Return every line of the data below word for word, but leave out the pictures.

[Image region labeling data]
## Begin

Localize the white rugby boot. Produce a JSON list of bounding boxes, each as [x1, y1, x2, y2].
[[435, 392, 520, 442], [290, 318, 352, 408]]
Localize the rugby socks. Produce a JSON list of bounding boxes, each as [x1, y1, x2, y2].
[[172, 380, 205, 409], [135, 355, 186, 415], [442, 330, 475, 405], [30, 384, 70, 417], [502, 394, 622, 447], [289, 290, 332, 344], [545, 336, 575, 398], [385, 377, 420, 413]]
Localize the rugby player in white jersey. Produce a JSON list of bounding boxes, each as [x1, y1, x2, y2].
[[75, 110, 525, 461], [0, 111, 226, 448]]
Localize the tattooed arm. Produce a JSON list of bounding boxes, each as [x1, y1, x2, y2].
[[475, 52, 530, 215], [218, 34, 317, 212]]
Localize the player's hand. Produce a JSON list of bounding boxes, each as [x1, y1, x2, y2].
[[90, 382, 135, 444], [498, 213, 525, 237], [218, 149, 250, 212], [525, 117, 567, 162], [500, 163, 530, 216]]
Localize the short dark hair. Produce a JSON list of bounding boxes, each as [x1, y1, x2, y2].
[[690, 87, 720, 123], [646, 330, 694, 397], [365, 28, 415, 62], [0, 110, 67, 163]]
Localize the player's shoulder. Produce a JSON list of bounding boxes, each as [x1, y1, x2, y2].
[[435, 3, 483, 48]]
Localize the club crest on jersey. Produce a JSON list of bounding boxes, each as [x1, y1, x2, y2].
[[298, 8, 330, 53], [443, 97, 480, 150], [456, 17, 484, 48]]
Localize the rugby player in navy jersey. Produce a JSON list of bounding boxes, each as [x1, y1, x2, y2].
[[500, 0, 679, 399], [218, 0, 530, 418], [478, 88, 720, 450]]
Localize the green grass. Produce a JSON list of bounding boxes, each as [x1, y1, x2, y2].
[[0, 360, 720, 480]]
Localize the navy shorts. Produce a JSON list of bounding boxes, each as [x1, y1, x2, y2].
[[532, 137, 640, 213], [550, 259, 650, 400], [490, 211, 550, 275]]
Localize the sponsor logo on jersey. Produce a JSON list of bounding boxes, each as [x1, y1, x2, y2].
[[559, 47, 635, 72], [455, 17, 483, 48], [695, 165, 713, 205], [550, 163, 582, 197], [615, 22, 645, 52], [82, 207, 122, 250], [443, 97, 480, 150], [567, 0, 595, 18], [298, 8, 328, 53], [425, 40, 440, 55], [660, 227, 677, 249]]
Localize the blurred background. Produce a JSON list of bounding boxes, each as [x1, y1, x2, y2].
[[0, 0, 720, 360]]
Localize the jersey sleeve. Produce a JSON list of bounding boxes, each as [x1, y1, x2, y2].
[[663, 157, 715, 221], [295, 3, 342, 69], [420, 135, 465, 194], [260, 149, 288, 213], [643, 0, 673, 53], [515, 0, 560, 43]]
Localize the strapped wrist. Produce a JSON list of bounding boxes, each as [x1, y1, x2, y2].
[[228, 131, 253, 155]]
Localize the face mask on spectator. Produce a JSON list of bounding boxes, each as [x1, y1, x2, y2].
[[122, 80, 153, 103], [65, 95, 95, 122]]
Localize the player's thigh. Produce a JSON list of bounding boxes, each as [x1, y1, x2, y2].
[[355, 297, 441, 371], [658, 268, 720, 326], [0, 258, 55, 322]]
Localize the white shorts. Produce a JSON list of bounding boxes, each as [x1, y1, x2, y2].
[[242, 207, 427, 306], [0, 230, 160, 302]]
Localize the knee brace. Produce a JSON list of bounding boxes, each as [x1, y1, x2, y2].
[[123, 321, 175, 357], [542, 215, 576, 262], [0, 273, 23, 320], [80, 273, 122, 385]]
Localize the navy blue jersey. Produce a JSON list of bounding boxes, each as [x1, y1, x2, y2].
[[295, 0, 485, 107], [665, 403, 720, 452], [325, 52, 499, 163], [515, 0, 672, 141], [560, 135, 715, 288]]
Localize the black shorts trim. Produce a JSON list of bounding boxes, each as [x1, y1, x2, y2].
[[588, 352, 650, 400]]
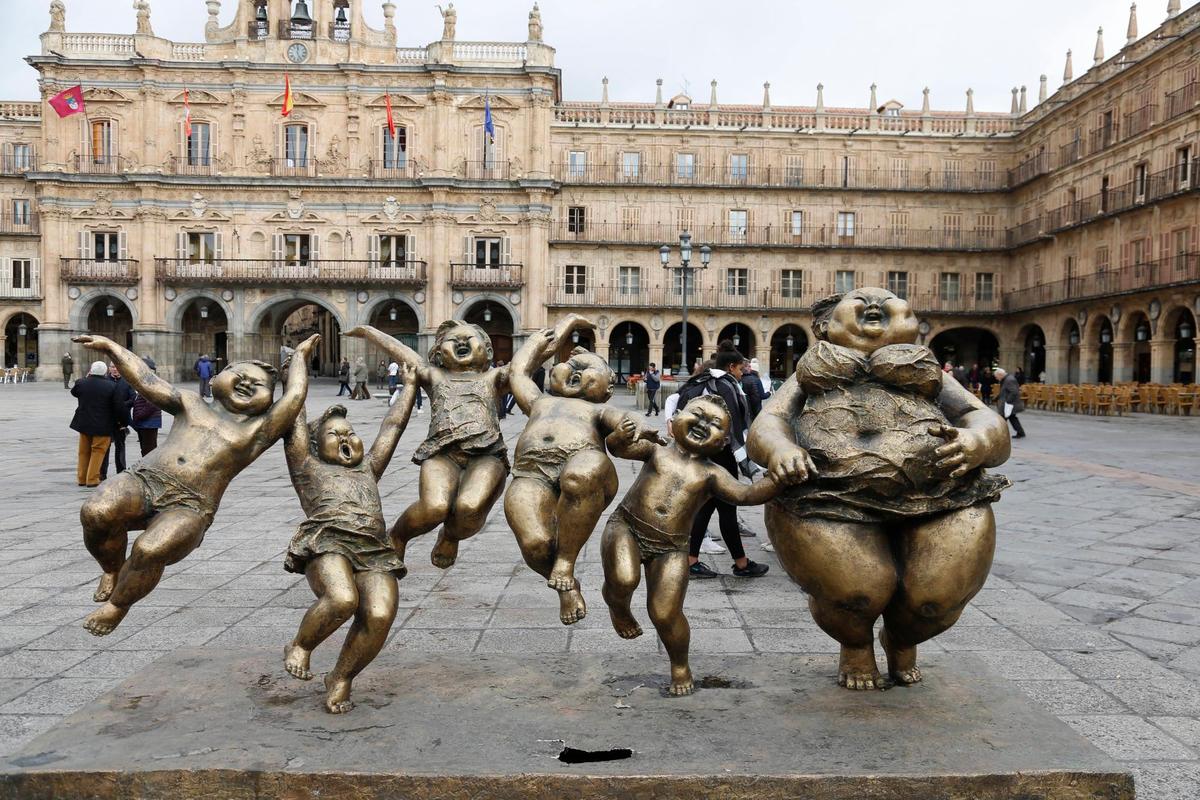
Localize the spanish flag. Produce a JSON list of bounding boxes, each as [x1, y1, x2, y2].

## End

▸ **ANSWER**:
Localize the white rugby boot. Produce a JSON list of bounding boxes, each as [x1, y1, x2, y2].
[[435, 392, 520, 442], [290, 318, 352, 408]]
Localize the rugby socks. Produce a JSON list of bounding boxes, each as [x1, y1, x2, y2].
[[172, 380, 205, 409], [135, 355, 186, 415], [442, 330, 475, 405], [30, 384, 70, 417], [502, 394, 622, 447], [289, 290, 332, 344], [545, 336, 575, 398], [385, 377, 420, 413]]
Localize the rugby player in white jersey. Produce a JSON list of bounding boxes, each as [x1, y1, x2, y2].
[[75, 110, 525, 461], [0, 111, 226, 448]]
Localize the tattooed arm. Produce a JSON list of bounding boxes, each as [x1, y1, x2, y2].
[[475, 52, 530, 215], [218, 34, 317, 212]]
Localize the player's hand. Produce a JSON list of bounding boxes, each as [x1, y1, x2, y2].
[[90, 382, 135, 444], [498, 213, 525, 237], [218, 149, 250, 212], [525, 117, 567, 162], [500, 163, 530, 216]]
Localize the short dark hair. Produce a JSON list of bounding boxes, each as [x1, y1, x2, y2].
[[690, 87, 720, 123], [646, 330, 694, 397], [365, 28, 415, 62], [0, 110, 67, 163]]
Localize the player's shoulder. Produce a JSON list of bounding boxes, each as [x1, y1, x2, y2].
[[435, 3, 483, 48]]
Localize the club crest on jersey. Produce a JSON list of bounding boxes, each as [x1, y1, x2, y2].
[[298, 8, 330, 53], [443, 97, 480, 150], [456, 17, 484, 48]]
Localize the rugby player in navy jersey. Produce a JSON list of bounding boxes, each as [x1, y1, x2, y2].
[[500, 0, 679, 399], [218, 0, 530, 418], [478, 88, 720, 450]]
Localize the green grass. Produce a JSON list of bounding boxes, each as [x1, y1, x2, y2].
[[0, 360, 720, 480]]
Localize the navy shorts. Produce a JSON list of bounding boxes, each as [x1, y1, x2, y2].
[[532, 137, 640, 213], [550, 259, 650, 400], [490, 211, 550, 275]]
Localize the sponsor logo on jersey. Produce a JSON list of bounding boxes, each as [x1, y1, x2, y2].
[[559, 47, 635, 72], [455, 17, 483, 48], [695, 165, 713, 205], [550, 163, 582, 197], [615, 22, 645, 52], [82, 207, 122, 250], [443, 97, 480, 150], [567, 0, 595, 18], [298, 8, 328, 53], [425, 40, 440, 55], [660, 227, 677, 249]]
Localize the blurred background. Produce a JSON list of bounding boxes, each as [x1, y1, x2, y2].
[[0, 0, 720, 360]]
Localize the jersey sleeve. Produce a JSON list of bounding boxes, each as [x1, y1, x2, y2].
[[663, 157, 715, 221], [295, 3, 342, 69], [420, 135, 465, 194], [260, 149, 288, 213], [643, 0, 673, 53], [515, 0, 560, 43]]
Localize the strapped wrist. Produce a JSON list of bounding boxes, each as [x1, y1, x2, y2].
[[228, 131, 253, 155]]
Localize the face mask on spectator. Produce a JSON list of bounding boxes, each as [x1, y1, x2, y2].
[[122, 80, 153, 103], [65, 95, 95, 122]]
Localize the player's thigh. Produce a JSON list of bounding boxes, each as [x1, y1, x2, y2].
[[355, 297, 441, 371], [658, 268, 720, 326], [0, 258, 55, 322]]
Localize the white shorts. Produce a JSON list of bounding boxes, each as [x1, y1, x2, y2].
[[242, 207, 427, 306], [0, 230, 160, 302]]
Localize the knee brace. Produce a JSON list of bounding boxes, each as [x1, y1, x2, y2].
[[123, 321, 175, 357], [542, 215, 576, 262], [0, 273, 23, 320], [80, 273, 122, 385]]
Localize the navy blue jersey. Produce a JSON list of bounding boxes, each as [x1, y1, x2, y2].
[[295, 0, 485, 107], [665, 403, 720, 452], [325, 52, 499, 163], [515, 0, 672, 141], [560, 135, 715, 288]]
Localize the black shorts trim. Produce a JSON list of bounding boxes, each as [x1, y1, x2, y2].
[[588, 352, 650, 400]]
Localize the spanish flag. Produce a JSON list of bounding boxes, each as [x1, y1, x2, y2].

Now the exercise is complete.